* _Task prompt_
Reproduce the records below word for word, leaving out the pictures.

++++ Records supplied

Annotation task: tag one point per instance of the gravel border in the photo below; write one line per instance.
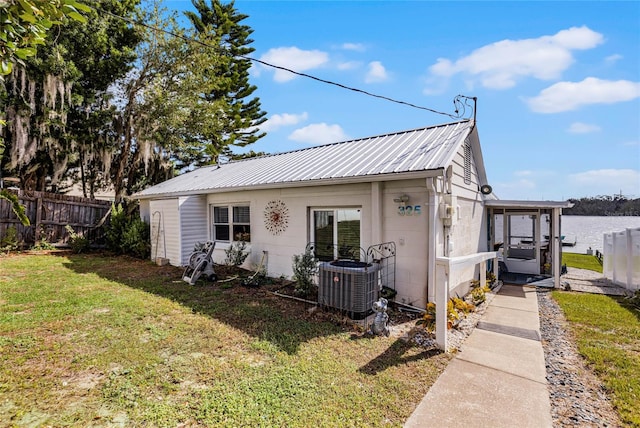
(578, 397)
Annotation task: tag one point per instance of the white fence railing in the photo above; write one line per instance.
(446, 267)
(621, 258)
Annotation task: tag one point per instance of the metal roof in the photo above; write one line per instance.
(388, 156)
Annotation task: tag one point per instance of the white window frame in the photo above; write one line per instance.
(335, 210)
(231, 223)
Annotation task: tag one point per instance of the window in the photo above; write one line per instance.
(467, 162)
(236, 227)
(336, 233)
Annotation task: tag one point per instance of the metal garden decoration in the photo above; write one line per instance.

++++++++

* _Correct result_
Annotation task: tag one point per instance of the gravel border in the photo below; write one line per instance.
(578, 397)
Annotation task: tag one point per instance of the white fence railing in the photo above; write one line per instance.
(446, 267)
(621, 258)
Annotation task: tag one point per instance of the metal roof in the photo above; write one line per instance.
(388, 156)
Annotation task: tag one point per instance of the white window frame in the photo above; write one line per instance.
(335, 210)
(231, 223)
Annotation task: tag one point per instance of the window in the photo above; write one line per instance.
(467, 162)
(236, 227)
(336, 233)
Annotation task: tag one point per instance of the metal garden decoration in the photo above; write one line per instance.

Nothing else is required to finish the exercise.